─── Materials provided
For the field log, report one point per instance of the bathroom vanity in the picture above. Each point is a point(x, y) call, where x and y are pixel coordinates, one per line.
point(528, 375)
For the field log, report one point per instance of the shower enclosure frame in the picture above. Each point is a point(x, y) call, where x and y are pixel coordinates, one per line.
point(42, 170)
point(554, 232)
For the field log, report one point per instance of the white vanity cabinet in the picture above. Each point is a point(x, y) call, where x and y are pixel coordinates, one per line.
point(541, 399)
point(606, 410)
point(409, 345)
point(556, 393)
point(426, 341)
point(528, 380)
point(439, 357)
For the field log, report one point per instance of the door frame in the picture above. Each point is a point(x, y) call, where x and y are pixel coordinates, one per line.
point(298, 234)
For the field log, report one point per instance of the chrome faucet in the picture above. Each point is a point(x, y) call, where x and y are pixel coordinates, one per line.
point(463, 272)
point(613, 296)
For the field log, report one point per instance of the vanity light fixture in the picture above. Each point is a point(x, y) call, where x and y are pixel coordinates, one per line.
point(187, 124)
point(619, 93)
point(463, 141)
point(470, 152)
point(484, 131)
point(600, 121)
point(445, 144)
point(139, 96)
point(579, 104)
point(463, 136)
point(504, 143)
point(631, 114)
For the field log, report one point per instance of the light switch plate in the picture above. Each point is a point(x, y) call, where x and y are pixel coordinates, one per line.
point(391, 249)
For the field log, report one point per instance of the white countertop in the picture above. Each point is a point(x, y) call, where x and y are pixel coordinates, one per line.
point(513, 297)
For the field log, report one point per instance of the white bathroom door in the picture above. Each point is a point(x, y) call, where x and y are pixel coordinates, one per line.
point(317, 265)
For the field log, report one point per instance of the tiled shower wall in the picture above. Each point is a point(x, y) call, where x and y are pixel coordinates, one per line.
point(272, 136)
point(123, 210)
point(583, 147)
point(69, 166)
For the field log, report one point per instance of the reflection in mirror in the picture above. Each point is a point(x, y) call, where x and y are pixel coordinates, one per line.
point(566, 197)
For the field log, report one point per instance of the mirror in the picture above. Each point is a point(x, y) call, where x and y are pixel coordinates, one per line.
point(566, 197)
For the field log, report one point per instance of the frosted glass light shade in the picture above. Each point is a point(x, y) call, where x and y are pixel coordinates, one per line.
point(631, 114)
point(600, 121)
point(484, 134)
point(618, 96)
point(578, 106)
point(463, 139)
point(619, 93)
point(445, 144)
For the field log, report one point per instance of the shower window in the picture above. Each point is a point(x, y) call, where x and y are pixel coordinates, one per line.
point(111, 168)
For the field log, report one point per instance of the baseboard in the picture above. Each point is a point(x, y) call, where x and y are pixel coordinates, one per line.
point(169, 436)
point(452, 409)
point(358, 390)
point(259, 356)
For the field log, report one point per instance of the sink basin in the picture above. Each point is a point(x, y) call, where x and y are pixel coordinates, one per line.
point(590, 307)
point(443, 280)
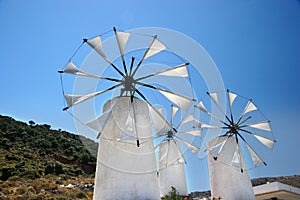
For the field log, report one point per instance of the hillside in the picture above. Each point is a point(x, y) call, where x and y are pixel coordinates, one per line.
point(37, 162)
point(36, 157)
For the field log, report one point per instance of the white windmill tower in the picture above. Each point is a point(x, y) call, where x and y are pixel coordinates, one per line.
point(171, 159)
point(243, 124)
point(126, 165)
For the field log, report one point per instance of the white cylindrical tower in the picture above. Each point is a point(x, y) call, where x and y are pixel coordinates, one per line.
point(227, 181)
point(124, 170)
point(171, 164)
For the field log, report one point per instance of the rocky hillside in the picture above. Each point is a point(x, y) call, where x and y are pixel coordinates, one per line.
point(36, 162)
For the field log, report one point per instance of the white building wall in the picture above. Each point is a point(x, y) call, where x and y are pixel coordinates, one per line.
point(227, 181)
point(171, 169)
point(125, 171)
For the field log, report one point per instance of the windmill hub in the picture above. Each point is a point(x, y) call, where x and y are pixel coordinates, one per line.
point(170, 134)
point(234, 128)
point(128, 83)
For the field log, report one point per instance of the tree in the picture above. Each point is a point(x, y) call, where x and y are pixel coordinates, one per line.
point(173, 195)
point(31, 123)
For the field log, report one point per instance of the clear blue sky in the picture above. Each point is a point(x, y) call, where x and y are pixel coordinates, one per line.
point(255, 44)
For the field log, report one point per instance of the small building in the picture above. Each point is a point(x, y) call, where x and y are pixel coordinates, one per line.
point(276, 191)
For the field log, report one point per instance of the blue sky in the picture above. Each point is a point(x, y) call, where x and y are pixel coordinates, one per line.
point(255, 44)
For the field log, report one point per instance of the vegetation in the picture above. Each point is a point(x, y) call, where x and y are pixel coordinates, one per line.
point(37, 162)
point(174, 195)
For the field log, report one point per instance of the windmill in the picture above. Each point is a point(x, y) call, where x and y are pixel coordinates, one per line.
point(242, 123)
point(126, 159)
point(171, 159)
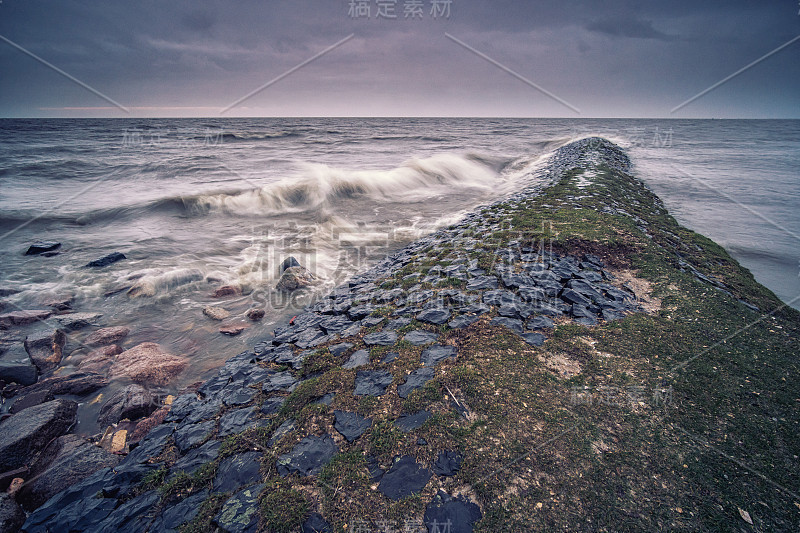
──────
| What you have to do |
Return each line from the items above that contains the word "windmill".

| Response to the task |
For the field log, report one point per instance of the white windmill tower in the picture above. Each point is a point(x, y) call, where x and y are pixel coordinates, one per line.
For the field log, report one point per instance of the windmill hub in the picture above. Each point is a point(x, y) call, where x and y are pixel coordinates, one per line.
For the field log, report one point per instance of the windmill in the picture above. Each point is a point(x, y) call, where x and y are pixel coordinates, one per line.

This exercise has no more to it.